[Stored data entries]
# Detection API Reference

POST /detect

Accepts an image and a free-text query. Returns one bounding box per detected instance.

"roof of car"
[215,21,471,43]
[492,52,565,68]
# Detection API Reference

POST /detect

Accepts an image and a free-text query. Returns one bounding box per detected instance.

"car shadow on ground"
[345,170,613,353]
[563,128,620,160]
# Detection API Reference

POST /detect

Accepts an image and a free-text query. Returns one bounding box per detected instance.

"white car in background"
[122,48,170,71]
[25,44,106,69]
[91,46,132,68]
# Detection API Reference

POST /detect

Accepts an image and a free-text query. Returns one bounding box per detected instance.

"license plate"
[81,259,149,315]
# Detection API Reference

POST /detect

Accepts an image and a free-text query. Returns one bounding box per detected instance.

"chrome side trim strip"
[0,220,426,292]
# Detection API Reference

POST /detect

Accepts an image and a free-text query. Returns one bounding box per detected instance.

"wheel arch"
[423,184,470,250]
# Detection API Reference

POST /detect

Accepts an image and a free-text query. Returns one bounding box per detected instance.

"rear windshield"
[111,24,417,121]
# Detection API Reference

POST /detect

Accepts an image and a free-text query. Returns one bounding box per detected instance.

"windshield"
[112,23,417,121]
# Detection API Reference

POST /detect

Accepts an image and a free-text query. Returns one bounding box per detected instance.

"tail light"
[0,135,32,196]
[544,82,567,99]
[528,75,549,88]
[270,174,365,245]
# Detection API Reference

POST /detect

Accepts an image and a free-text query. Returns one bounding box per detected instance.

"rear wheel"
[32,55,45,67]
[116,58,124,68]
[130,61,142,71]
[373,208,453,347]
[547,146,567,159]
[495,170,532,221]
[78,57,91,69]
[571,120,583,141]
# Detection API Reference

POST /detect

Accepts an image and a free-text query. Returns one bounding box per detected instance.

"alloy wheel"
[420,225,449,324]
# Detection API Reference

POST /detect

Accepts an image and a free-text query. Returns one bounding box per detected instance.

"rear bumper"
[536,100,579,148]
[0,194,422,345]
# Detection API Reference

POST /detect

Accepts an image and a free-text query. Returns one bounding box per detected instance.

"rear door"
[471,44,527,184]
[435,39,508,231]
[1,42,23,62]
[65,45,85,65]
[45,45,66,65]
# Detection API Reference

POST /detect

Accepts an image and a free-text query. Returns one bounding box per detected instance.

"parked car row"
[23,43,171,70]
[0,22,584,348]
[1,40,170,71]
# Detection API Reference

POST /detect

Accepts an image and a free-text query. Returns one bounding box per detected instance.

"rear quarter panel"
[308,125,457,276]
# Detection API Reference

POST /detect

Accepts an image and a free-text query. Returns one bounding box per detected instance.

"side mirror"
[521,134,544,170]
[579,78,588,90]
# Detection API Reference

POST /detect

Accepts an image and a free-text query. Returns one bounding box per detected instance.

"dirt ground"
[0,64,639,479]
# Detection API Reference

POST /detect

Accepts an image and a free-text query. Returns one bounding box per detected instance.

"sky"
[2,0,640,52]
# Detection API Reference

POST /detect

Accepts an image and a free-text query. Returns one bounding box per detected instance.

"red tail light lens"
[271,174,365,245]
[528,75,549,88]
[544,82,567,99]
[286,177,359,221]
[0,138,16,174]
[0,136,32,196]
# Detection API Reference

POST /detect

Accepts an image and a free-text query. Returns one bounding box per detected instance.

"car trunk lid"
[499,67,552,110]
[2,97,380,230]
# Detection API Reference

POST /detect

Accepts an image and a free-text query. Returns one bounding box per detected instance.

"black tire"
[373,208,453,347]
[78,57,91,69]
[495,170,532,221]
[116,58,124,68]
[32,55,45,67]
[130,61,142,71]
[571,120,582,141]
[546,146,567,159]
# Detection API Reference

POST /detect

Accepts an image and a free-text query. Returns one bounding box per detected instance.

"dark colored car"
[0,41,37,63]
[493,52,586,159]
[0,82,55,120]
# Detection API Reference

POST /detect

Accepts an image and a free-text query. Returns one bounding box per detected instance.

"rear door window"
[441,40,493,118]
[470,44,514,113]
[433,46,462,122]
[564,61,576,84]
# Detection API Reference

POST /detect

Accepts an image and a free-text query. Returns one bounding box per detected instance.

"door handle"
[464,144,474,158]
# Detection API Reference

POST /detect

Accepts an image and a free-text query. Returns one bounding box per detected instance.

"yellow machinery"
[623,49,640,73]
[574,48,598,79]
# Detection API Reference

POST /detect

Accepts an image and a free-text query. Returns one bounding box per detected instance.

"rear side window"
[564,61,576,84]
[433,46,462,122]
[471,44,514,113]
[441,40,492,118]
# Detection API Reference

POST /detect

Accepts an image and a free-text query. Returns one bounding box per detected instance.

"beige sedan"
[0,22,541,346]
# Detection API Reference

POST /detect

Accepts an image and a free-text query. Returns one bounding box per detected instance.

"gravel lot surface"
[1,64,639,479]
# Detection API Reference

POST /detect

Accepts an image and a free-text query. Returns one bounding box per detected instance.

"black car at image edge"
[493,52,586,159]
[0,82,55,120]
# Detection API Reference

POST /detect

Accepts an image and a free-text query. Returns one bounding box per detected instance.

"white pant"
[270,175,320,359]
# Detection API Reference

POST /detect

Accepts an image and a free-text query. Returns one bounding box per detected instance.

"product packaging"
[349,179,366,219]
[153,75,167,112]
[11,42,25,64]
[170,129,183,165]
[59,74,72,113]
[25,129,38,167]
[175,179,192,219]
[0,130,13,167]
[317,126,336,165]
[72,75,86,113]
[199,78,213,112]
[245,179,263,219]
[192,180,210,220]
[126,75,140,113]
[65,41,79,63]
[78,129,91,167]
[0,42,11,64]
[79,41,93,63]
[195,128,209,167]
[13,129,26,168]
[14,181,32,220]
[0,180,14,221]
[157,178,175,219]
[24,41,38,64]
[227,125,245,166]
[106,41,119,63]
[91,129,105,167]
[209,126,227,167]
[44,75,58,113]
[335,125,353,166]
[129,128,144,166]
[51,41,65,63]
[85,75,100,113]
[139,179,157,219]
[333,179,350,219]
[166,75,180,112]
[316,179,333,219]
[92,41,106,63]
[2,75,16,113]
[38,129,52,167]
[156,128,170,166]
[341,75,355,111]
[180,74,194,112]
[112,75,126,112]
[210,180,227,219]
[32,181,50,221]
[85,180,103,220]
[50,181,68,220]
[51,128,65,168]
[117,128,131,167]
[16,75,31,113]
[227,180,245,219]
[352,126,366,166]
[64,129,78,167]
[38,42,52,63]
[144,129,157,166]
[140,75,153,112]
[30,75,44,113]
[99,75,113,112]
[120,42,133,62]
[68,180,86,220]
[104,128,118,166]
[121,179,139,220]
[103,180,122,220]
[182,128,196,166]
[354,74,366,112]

What the exercise asks:
Please retype all of the records, keeping each line exactly as it is.

Finished exercise:
# Detection API Reference

POST /detect

Accepts an image and a free-text query. Returns one bounding box per detected instance.

"roof of car"
[215,21,471,43]
[492,52,565,68]
# Detection API Reference

POST /detect

Accepts an image and a free-text query. Returns one bounding box per detected instance.

"car shadow on ground"
[345,170,613,353]
[563,128,620,160]
# Detection API Reference

POST /detect

Accepts an image and a free-text query. Returns one bounding box per detected instance.

"white car in background"
[122,48,170,71]
[25,44,106,69]
[91,46,132,68]
# Detection API Reference

POST /detect

Accepts an image and a free-text query. Returns one bounding box per detected instance.

"license plate"
[81,259,149,315]
# Detection API Reference

POST /detect

Accepts an image and a free-text query. Returns one bounding box per detected instance.

"chrome side trim strip"
[0,220,426,292]
# Detection API Reference

POST /detect

Accepts an image and a free-text query. Returns one bounding box per detected instance.

"wheel arch"
[423,184,470,250]
# Detection API Reference

POST /detect

Accepts an image and a free-text query. Returns one bounding box per detected instance.

"rear windshield"
[111,24,417,121]
# Detection API Reference

POST /detect

Accepts an image and a free-text query. Returns one bounding box per detected instance.

"windshield"
[112,23,417,121]
# Detection API Reference

POST /detect

Accepts an image and a free-text query. Returns one bounding box per detected instance.

"tail light"
[0,135,32,196]
[544,82,567,99]
[528,75,549,88]
[270,174,365,245]
# Detection API Reference

POST /detect

Accepts an image and a free-text query. Returns one bounding box per detected instance.

"rear wheel"
[32,55,45,67]
[116,58,124,68]
[130,61,142,71]
[373,208,453,347]
[547,146,567,159]
[495,170,532,221]
[78,57,91,69]
[571,120,583,141]
# Detection API Reference

POST /detect

Accepts an image and a free-text query. Returns one bounding box per detected instance.

"alloy wheel"
[420,225,449,324]
# Detection API Reference

POST /detect

Accepts an image and a free-text query. Returns one bounding box per detected instance.

"rear bumper"
[536,100,579,148]
[0,194,422,345]
# Detection API Reference

POST /detect

Accepts an image and a free-text query. Returns one bounding box per detected instance.

"rear door"
[471,44,527,184]
[435,39,508,231]
[1,42,23,62]
[65,45,85,65]
[45,45,66,65]
# Detection API Reference

POST /detect

Accepts an image and a free-text query. Returns one bounding box per detected instance.

"parked car row"
[23,43,171,70]
[0,22,584,348]
[1,40,170,71]
# Detection API Reference

POST /detect

Accepts an image and a free-text query. Returns one bounding box per detected instance.

"rear quarter panel"
[308,125,457,276]
# Detection API Reference

POST /detect

Accepts an image and a free-text query. Returns one bounding box per detected instance.

"side mirror"
[521,134,544,170]
[579,78,588,90]
# Detection API Reference

POST /detect

Accepts an image and a free-text query. Returns one bounding box per detected instance.

"dirt ground"
[0,64,639,479]
# Detection API Reference

POST /detect

Accepts an image and a free-text query. Returns one bounding box per detected instance.

"sky"
[2,0,640,52]
# Detection API Reference

POST /detect

Accepts an image and a free-text query. Returns one bounding box per detected instance.

"red tail light lens"
[271,174,365,245]
[528,75,549,88]
[544,82,567,99]
[286,177,359,221]
[0,138,16,174]
[0,136,32,196]
# Detection API Reference

POST /detect

Accepts an image and a free-text query. Returns one bounding box per detected instance.

"car trunk lid"
[499,67,552,110]
[2,97,380,230]
# Detection API Reference

POST /detect

Accepts an image and a free-text query. Returns one bounding box per detected instance.

"black tire"
[373,208,453,347]
[78,57,91,69]
[495,170,532,221]
[116,58,124,68]
[32,55,45,67]
[130,61,142,71]
[571,120,582,141]
[546,146,567,159]
# Detection API Reference

POST /detect

Accepts an image and a free-text query. Returns one bounding box per detected instance.

"dark colored car"
[0,41,37,63]
[493,52,586,159]
[0,82,55,120]
# Detection API Reference

POST /detect

Accepts an image and a free-text query. Returns one bounding box per detected instance.

"rear door window"
[441,40,493,118]
[470,44,514,113]
[433,46,462,122]
[564,61,576,84]
# Detection API Reference

POST /detect

Accepts an image and a free-text query. Returns one bounding box per detected instance.

"door handle"
[464,144,474,158]
# Detection API Reference

POST /detect

Accepts an image and a free-text query. Returns one bounding box per detected instance.

"yellow machinery"
[623,49,640,73]
[574,48,598,79]
# Detection API Reference

POST /detect

Accepts an image and a free-text query. Returns one bounding box per detected instance.

"rear side window"
[564,61,576,84]
[433,46,462,122]
[471,44,514,113]
[441,40,492,118]
# Detection API Reference

POST /detect

Accepts an image and a free-text query. Returns one bounding box per detected instance.

"beige sedan"
[0,22,541,346]
# Detection API Reference

POST /detect

Accepts an image and a free-text query. Returns one bounding box per detected instance.

"gravel lot surface"
[1,64,639,479]
# Detection API Reference

POST /detect

Accepts an image and a free-text query. Returns one bounding box per detected instance.

"black car at image edge"
[493,52,586,159]
[0,82,55,120]
# Detection API Reference

POST /detect

Accepts an image and a free-text query. Returns one bounding box per detected instance.

"white pant"
[270,175,320,359]
# Detection API Reference

POST /detect

Accepts an image and a free-text query. Returns one bounding box per detected instance.

"product packaging"
[349,179,366,219]
[153,75,167,112]
[11,42,25,64]
[170,129,183,165]
[59,74,72,113]
[25,129,38,167]
[175,179,192,219]
[0,130,13,167]
[317,126,336,165]
[72,75,86,113]
[199,78,213,112]
[245,179,263,219]
[192,180,210,220]
[126,75,140,113]
[65,41,79,63]
[78,129,91,167]
[0,42,11,64]
[79,41,93,63]
[195,128,209,167]
[13,129,26,168]
[14,181,32,220]
[0,180,14,221]
[157,178,175,219]
[24,41,38,64]
[227,125,245,166]
[106,41,119,63]
[91,129,105,167]
[209,126,227,167]
[44,75,58,113]
[335,125,353,166]
[129,128,144,166]
[51,41,65,63]
[85,75,100,113]
[139,179,157,219]
[333,179,350,219]
[166,75,180,112]
[316,179,333,219]
[92,41,106,63]
[2,75,16,113]
[38,129,52,167]
[156,128,170,166]
[341,75,355,111]
[180,74,194,112]
[112,75,126,112]
[210,180,227,219]
[32,181,50,221]
[85,180,103,220]
[50,181,68,220]
[51,128,65,168]
[117,128,131,167]
[16,75,31,113]
[227,180,245,219]
[352,126,366,166]
[64,129,78,167]
[38,42,52,63]
[144,129,157,166]
[140,75,153,112]
[30,75,44,113]
[99,75,113,112]
[120,42,133,62]
[68,180,86,220]
[104,128,118,166]
[121,179,139,220]
[103,180,122,220]
[182,128,196,166]
[354,74,366,112]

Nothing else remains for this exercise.